▶ [TEXT SEGMENT]
Even in a time of budget surplus, the money Maine will receive as part of a nationwide settlement with the tobacco industry is more popular among legislators than nicotine patches at a quit-smoking clinic. Fortunately, how the money is to be spent already is in statute, with the proper emphasis on health care. The Maine Center for Economic Policy has offered a cost-effective plan that both is needed and meets statutory guidelines.
Prevention and cessation of smoking properly will head the list of programs that the $55 million annual payment, but that still leaves plenty of money for other health-related programs. The center’s research on the subject shows the problem of a lack of health care coverage among the working poor to be growing despite improvements in the economy. The problem is nationwide, but is especially bad in Maine, which has the highest percentage of working-poor parents in New England.
Approximately 26,000 Maine working parents with incomes below 200 percent of poverty lack health coverage. The reasons they lack coverage is well-known — insurance costs are rising as the state’s economy is losing manufacturing jobs, which usually include benefits, and adding service-sector jobs, which often do not. The problem is not going to go away and probably will get worse.
Maine during the last several years has done well in extending health coverage to children, using a combination of state and federal programs to pay for it. The center, through its report called Within Reach: Health Coverage for Working Families, proposes doing much the same for parents. With $4 million annually in tobacco funds, the state could leverage another $8 million in federal money and insure 10,000 parents whose incomes equal less than 150 percent of poverty, or about $21,000 a year for a family of three.
Maine has compelling humanitarian reasons for wanting to do this, especially as the changing dynamics of the health-care business cut off much of the charity care once quietly provided by hospitals and other institutions. But it also has a practical interest in proving coverage: Generally, people who do not have health coverage do not get preventive care and end up sicker, at greater expense to the state system, than they otherwise with insurance. That means lost work time for businesses and lost family time for children. It is difficult to attach a dollar figure to these losses, but they are real and keenly felt by those depending on these uninsured adults.
The tobacco settlement gives Maine the ongoing resources to do something about this. The center’s proposal is hardly a cure for all the ailments in the health care system, but it would provide crucial coverage to working Mainers truly in need.

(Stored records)
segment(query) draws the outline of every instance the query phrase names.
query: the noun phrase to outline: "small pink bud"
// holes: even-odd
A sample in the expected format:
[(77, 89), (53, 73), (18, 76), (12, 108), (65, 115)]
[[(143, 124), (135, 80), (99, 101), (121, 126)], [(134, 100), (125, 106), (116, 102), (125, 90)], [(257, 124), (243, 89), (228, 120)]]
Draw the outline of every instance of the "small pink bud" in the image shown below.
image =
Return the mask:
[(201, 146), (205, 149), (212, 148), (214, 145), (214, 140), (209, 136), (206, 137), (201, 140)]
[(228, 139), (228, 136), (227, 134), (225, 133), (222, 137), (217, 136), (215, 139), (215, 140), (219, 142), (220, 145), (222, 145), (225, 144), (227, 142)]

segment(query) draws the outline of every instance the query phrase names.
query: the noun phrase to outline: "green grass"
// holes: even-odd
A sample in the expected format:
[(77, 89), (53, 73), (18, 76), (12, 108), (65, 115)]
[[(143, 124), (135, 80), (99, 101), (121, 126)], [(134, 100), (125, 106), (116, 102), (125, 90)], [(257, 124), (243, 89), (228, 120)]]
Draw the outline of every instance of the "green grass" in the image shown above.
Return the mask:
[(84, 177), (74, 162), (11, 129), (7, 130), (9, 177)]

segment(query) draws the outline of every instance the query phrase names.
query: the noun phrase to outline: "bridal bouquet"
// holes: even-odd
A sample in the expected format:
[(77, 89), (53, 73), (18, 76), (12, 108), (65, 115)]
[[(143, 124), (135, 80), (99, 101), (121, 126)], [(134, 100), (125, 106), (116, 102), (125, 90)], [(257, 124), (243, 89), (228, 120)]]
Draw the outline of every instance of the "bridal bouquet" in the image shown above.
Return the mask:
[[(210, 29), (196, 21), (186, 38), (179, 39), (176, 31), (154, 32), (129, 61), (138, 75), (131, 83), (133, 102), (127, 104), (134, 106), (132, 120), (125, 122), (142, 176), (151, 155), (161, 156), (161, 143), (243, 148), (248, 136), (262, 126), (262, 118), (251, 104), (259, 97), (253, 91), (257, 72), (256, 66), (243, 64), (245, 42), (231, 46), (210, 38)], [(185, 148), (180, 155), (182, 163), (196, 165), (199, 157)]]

▶ [YOUR TASK] Retype the part of the editorial on Maine's tobacco settlement money from "Even in a time" down to "meets statutory guidelines.", keeping every word the same.

▶ [ANSWER BOX]
Even in a time of budget surplus, the money Maine will receive as part of a nationwide settlement with the tobacco industry is more popular among legislators than nicotine patches at a quit-smoking clinic. Fortunately, how the money is to be spent already is in statute, with the proper emphasis on health care. The Maine Center for Economic Policy has offered a cost-effective plan that both is needed and meets statutory guidelines.